§ **Отрывок текста**
Но в 1975 году, когда Анатолий Эфрос начал репетировать на Таганке свой «Вишневый сад», слово «Париж» звенело и переливалось в устах Демидовой, как блаженная музыка сфер. Она была Раневской. Она продала дачу в Ментоне, чтобы расплатиться с долгами. Она рассталась с любовником, который ее обобрал и обманул. Она успела полетать на воздушном шаре и пожить в Париже на пятом этаже. После всего этого она спикировала на сцену Театра на Таганке, где ее взгляду открылся скорбный вид на сельское кладбище с покосившимися крестами и холмиками могил, припорошенных осыпающимся вишневым цветом. Но она ничуть не растерялась и даже, похоже, не слишком опечалилась, а, удобно устроившись в центре в старинном кресле, стала пить короткими глотками кофе. Потому что как же утром без кофе?
Такой Раневской наша сцена не знала. Мхатовская традиция предписывала играть ее пожилой ридикюльной барыней, томно оплакивающий свой вишневый сад. А у Демидовой получалась какая-то Ида Рубинштейн. Только не голая, как на портрете Серова, а облаченная в невесомые, развевающиеся шелка. Декадентка, русская парижанка, тайная морфинистка. Вся на взводе, на нерве. Успокоить ее мог только один человек на свете — Лопахин, которого играл Владимир Высоцкий.
У меня до сих пор в памяти его приятный, низкий баритон и участливые интонации опытного психиатра. Он тоже был в белом, и это еще больше усиливало его сходство с врачом. Как и полагалось по роли, он искренне хотел помочь ей, предлагал свои варианты спасения. Но это было не главным. Было видно, что его тянет к Раневской как к женщине, что она волнует его, что ему все время хочется быть рядом. Он все ждал от нее какого-то сигнала, знака, на который она никак не решалась, как-то внутренне застывая и отстраняясь от него, когда он слишком приближался, нарушая демаркационную линию, отделяющую госпожу от бывшего холопа. Им обоим мешал вишневый сад, маячивший у них за спиной, мешали люди, мельтешившие рядом.

Записанные данные
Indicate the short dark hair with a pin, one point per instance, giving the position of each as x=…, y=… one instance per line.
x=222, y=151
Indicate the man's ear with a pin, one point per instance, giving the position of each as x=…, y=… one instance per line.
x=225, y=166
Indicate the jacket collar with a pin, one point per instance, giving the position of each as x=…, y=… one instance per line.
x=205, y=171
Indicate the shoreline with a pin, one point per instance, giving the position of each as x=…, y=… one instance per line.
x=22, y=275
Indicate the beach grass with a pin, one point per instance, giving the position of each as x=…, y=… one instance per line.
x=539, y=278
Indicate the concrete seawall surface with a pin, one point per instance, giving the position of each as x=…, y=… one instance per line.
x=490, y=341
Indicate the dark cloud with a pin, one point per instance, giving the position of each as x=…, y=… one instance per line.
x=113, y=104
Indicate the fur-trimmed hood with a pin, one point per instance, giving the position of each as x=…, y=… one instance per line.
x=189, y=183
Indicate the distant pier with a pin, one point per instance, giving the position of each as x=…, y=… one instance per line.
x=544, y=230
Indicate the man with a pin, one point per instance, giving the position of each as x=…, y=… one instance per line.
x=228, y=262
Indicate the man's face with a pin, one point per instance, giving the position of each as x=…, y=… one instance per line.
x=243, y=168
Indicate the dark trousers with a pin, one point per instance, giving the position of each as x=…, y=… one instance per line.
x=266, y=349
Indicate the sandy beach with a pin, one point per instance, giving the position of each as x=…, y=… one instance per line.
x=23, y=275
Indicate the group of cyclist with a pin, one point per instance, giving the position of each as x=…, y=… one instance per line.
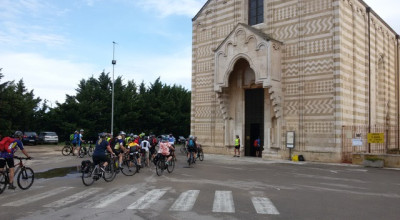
x=137, y=145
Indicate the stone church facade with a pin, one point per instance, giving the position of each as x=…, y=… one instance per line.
x=263, y=68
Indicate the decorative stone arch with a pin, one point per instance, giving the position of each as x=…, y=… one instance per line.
x=263, y=55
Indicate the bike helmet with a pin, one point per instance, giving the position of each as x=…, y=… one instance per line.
x=18, y=134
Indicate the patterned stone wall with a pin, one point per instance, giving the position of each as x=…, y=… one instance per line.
x=324, y=70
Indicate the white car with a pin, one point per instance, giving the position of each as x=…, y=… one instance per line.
x=48, y=137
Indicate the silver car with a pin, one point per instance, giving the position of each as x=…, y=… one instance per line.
x=48, y=137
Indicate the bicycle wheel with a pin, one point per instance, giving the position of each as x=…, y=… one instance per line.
x=25, y=178
x=171, y=166
x=201, y=155
x=128, y=167
x=66, y=150
x=3, y=181
x=160, y=167
x=109, y=173
x=87, y=176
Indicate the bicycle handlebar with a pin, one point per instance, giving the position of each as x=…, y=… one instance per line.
x=23, y=158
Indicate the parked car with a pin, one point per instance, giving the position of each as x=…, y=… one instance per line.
x=30, y=137
x=181, y=140
x=48, y=137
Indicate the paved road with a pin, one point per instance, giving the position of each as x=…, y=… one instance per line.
x=220, y=187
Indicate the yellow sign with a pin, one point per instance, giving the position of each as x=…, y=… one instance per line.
x=376, y=138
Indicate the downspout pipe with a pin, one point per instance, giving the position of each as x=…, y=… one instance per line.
x=368, y=9
x=397, y=90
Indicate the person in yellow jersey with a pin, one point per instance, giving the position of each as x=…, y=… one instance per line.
x=237, y=146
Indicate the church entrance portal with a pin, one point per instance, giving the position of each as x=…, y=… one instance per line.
x=254, y=119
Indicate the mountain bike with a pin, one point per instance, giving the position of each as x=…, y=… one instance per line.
x=25, y=175
x=86, y=150
x=184, y=149
x=192, y=158
x=162, y=165
x=91, y=172
x=200, y=153
x=68, y=149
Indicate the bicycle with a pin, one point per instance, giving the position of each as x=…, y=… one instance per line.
x=91, y=172
x=200, y=153
x=191, y=159
x=25, y=175
x=163, y=165
x=68, y=149
x=183, y=149
x=86, y=150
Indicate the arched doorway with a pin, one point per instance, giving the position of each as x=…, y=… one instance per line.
x=246, y=106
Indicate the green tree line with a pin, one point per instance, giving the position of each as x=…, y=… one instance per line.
x=157, y=108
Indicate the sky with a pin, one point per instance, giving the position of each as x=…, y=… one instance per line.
x=53, y=44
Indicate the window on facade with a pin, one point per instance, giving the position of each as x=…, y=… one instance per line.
x=256, y=12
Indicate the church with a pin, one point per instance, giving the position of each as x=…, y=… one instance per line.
x=304, y=76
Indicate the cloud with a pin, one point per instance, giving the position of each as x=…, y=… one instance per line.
x=50, y=79
x=171, y=68
x=172, y=7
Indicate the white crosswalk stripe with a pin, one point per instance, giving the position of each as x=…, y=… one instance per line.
x=223, y=202
x=35, y=198
x=264, y=206
x=73, y=198
x=186, y=201
x=111, y=198
x=145, y=201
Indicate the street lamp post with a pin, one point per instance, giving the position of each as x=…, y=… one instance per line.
x=113, y=62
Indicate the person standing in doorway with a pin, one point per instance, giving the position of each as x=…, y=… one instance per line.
x=257, y=147
x=237, y=146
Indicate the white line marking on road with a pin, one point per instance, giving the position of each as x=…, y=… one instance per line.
x=113, y=197
x=223, y=202
x=145, y=201
x=186, y=201
x=73, y=198
x=38, y=197
x=264, y=206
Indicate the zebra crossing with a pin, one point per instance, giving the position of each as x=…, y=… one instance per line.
x=223, y=200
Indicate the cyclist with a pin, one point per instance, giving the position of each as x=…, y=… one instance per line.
x=171, y=140
x=80, y=141
x=145, y=149
x=74, y=141
x=99, y=154
x=133, y=148
x=191, y=146
x=153, y=143
x=119, y=147
x=166, y=148
x=7, y=156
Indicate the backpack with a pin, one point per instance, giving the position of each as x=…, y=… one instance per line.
x=85, y=165
x=191, y=143
x=255, y=143
x=5, y=143
x=154, y=141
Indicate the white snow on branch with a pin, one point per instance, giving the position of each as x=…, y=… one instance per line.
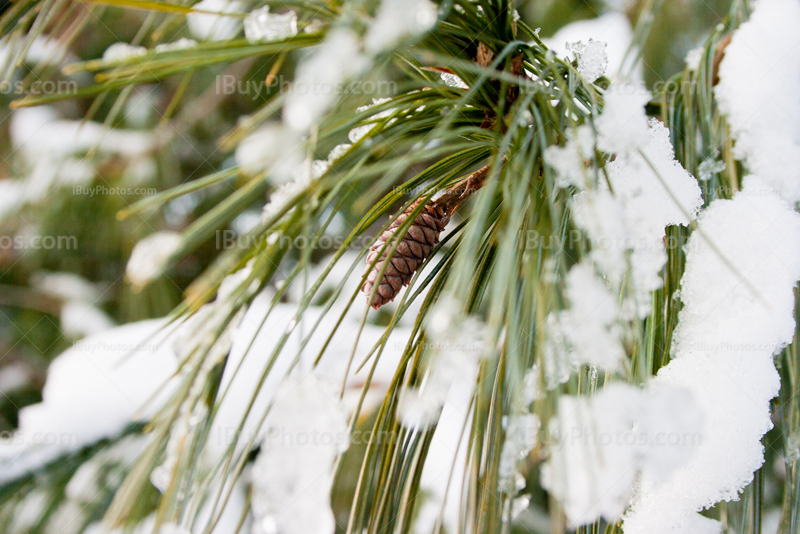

§ **Что сделать**
(1) Перескажите отрывок о «Вишневом саде» Анатолия Эфроса в двух предложениях.
(2) Кто, по словам отрывка, играл Лопахина в этом спектакле?
Записи — отдельный материал, с отрывком они не связаны.

§ **Ответы**
(1) В 1975 году в «Вишневом саде» Анатолия Эфроса на Таганке Демидова сыграла Раневскую не пожилой барыней, как велела мхатовская традиция, а взвинченной декаденткой, русской парижанкой. Лопахин в исполнении Владимира Высоцкого искренне хотел ей помочь, но его тянуло к ней как к женщине, а она внутренне отстранялась, когда он слишком приближался.

(2) Владимир Высоцкий.